### TEXT SEGMENT
★ ★ ★
In addition, members of the same sex will look at their rivals and decide whether or not it’s worthwhile to try to attack them. In nature, it’s common for males to fight over the right to be the alpha male within their group. But if one male decides that the other looks bigger, stronger, and faster, it will often forgo a fight. Animals are programmed to evaluate potential mates and potential enemies alike.

Believe it or not, it seems like humans work this way too.

Within our species, certain physical characteristics are generally perceived as “attractive.” It has been theorized that this is the result of biological imprints on our brains that are left over from a time when humans still needed to outrun predators in the jungle to stay alive. A symmetrical face indicates good genetic makeup which makes for healthier offspring. A large, muscular posterior indicates strength and running speed, which yields offspring that are stronger and faster. The list goes on and on.

So What?
★ ★ ★
(Dataset entries)
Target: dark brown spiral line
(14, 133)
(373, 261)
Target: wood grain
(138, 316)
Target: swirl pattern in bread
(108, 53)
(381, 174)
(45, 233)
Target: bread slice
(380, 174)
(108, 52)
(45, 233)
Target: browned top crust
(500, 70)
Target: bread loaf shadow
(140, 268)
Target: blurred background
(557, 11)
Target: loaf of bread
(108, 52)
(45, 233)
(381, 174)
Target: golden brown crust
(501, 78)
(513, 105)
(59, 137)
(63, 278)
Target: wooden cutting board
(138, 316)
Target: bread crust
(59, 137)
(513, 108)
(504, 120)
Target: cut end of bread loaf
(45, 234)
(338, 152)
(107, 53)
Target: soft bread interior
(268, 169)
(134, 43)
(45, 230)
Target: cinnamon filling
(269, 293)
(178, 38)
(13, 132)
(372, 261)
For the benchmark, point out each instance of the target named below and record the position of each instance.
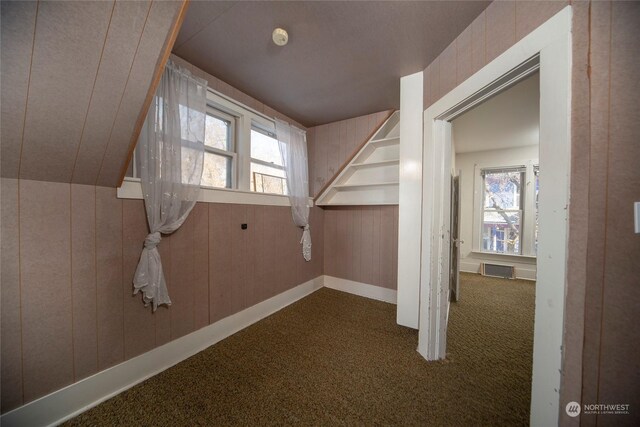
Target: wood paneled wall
(71, 94)
(361, 244)
(606, 182)
(69, 253)
(600, 359)
(499, 27)
(331, 145)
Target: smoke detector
(280, 37)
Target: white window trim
(528, 213)
(231, 153)
(248, 117)
(132, 189)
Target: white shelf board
(375, 164)
(372, 184)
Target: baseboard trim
(361, 289)
(76, 398)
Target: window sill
(504, 256)
(131, 189)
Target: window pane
(218, 133)
(217, 171)
(502, 190)
(501, 232)
(265, 148)
(267, 179)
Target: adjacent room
(319, 213)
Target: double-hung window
(267, 170)
(219, 150)
(502, 210)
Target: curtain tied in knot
(305, 241)
(152, 240)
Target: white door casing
(549, 47)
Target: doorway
(548, 48)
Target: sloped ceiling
(344, 58)
(75, 80)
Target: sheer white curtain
(293, 147)
(169, 156)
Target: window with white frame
(502, 210)
(219, 150)
(506, 220)
(267, 170)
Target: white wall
(470, 261)
(500, 132)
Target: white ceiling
(510, 119)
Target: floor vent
(498, 270)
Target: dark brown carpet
(338, 359)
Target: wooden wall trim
(171, 39)
(350, 158)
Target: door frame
(547, 48)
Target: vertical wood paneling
(578, 220)
(83, 279)
(109, 278)
(501, 28)
(139, 322)
(181, 279)
(220, 258)
(238, 257)
(375, 247)
(18, 21)
(355, 231)
(124, 32)
(163, 313)
(387, 275)
(10, 324)
(333, 152)
(619, 363)
(448, 68)
(334, 144)
(311, 158)
(64, 67)
(250, 253)
(320, 165)
(464, 52)
(600, 41)
(330, 242)
(45, 245)
(434, 83)
(531, 14)
(260, 290)
(270, 250)
(427, 92)
(478, 42)
(161, 17)
(200, 215)
(366, 245)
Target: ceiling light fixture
(280, 37)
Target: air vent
(498, 270)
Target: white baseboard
(76, 398)
(361, 289)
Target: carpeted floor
(338, 359)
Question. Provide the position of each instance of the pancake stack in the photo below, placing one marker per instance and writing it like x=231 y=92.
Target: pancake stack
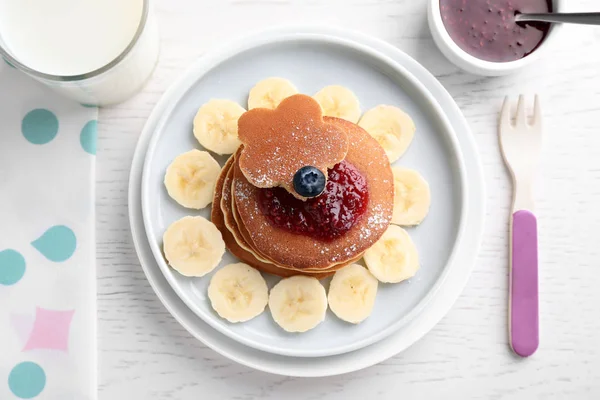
x=275 y=144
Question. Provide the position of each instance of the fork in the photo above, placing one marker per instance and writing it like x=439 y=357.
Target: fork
x=521 y=147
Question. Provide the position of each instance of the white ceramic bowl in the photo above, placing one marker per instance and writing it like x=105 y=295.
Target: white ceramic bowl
x=473 y=64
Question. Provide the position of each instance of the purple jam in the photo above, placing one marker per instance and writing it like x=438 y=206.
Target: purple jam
x=487 y=29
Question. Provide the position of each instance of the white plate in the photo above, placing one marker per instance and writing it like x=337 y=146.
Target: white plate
x=436 y=308
x=376 y=79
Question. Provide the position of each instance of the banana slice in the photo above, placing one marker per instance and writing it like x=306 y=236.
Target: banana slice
x=191 y=178
x=352 y=293
x=269 y=92
x=298 y=304
x=412 y=197
x=391 y=127
x=338 y=101
x=215 y=126
x=193 y=246
x=393 y=258
x=238 y=292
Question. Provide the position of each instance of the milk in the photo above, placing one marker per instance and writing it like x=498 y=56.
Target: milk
x=67 y=38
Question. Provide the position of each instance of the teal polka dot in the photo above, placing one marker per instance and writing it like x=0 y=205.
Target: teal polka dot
x=39 y=126
x=88 y=137
x=12 y=267
x=27 y=380
x=57 y=244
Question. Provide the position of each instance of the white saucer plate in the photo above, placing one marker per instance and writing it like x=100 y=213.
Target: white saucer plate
x=448 y=239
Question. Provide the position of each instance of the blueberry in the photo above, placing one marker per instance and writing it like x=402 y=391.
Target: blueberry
x=309 y=182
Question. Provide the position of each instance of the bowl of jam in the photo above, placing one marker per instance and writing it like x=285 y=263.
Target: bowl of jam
x=483 y=36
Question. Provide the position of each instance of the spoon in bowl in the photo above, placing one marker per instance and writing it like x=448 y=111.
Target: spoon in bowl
x=561 y=18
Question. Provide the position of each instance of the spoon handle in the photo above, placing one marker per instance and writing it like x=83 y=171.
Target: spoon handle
x=562 y=18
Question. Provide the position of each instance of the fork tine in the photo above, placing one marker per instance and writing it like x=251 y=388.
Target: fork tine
x=521 y=118
x=505 y=114
x=537 y=111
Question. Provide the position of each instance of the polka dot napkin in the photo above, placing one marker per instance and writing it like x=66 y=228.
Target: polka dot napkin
x=47 y=243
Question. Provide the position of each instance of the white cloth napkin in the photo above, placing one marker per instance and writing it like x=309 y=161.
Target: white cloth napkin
x=47 y=243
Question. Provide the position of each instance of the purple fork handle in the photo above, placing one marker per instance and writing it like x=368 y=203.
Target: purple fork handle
x=524 y=317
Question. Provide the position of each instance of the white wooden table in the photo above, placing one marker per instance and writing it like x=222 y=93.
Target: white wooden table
x=145 y=354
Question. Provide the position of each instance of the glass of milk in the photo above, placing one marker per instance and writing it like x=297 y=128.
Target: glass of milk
x=98 y=52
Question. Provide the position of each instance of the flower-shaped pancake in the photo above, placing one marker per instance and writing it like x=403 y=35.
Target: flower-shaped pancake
x=277 y=143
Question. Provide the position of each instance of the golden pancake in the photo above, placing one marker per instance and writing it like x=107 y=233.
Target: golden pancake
x=217 y=218
x=307 y=253
x=279 y=142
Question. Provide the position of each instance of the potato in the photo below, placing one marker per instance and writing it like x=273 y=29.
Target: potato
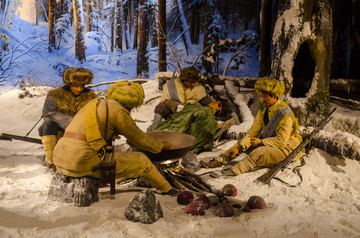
x=185 y=197
x=195 y=209
x=224 y=210
x=256 y=202
x=229 y=190
x=203 y=199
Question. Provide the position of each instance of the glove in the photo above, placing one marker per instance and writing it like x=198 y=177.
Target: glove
x=179 y=107
x=166 y=145
x=255 y=141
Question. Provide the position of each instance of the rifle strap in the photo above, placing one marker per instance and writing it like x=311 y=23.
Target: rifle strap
x=296 y=170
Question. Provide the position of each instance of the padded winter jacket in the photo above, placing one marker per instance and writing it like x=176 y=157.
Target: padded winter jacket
x=285 y=137
x=75 y=157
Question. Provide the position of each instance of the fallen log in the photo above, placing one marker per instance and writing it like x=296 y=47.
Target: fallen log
x=340 y=143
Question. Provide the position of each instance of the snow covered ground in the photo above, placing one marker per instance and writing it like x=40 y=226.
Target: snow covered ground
x=325 y=204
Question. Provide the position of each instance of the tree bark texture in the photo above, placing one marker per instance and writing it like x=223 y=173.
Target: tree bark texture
x=355 y=41
x=112 y=27
x=302 y=56
x=184 y=26
x=340 y=144
x=125 y=16
x=265 y=39
x=79 y=31
x=142 y=67
x=89 y=10
x=117 y=27
x=52 y=21
x=162 y=35
x=153 y=18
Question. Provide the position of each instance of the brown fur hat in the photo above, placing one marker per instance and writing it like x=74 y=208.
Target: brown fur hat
x=77 y=75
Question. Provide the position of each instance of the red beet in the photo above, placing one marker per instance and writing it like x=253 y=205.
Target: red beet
x=203 y=199
x=256 y=202
x=195 y=209
x=224 y=210
x=229 y=190
x=185 y=197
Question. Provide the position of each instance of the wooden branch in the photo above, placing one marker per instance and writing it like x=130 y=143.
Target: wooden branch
x=140 y=81
x=341 y=143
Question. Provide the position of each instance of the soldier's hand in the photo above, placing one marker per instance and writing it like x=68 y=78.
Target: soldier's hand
x=255 y=141
x=166 y=145
x=179 y=107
★ ★ ★
### TASK BRIEF
According to the text about attraction and rivalry, what does a symmetrical face indicate? The dataset entries are a separate body of material from the text about attraction and rivalry.

### RESULT
A symmetrical face indicates good genetic makeup, which makes for healthier offspring.